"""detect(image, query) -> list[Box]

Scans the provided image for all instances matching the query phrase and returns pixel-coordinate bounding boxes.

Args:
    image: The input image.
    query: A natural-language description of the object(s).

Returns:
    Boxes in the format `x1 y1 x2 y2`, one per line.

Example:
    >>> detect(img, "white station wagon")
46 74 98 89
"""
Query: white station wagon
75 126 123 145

※

**Task:**
Lines that hold the word "image" are the ones to copy from the entries above.

**Written reply:**
"""detect(image, query) -> list[Box]
Scans the provided image for all instances matching the query phrase and returns pixel-coordinate bounding boxes.
    image: The input image.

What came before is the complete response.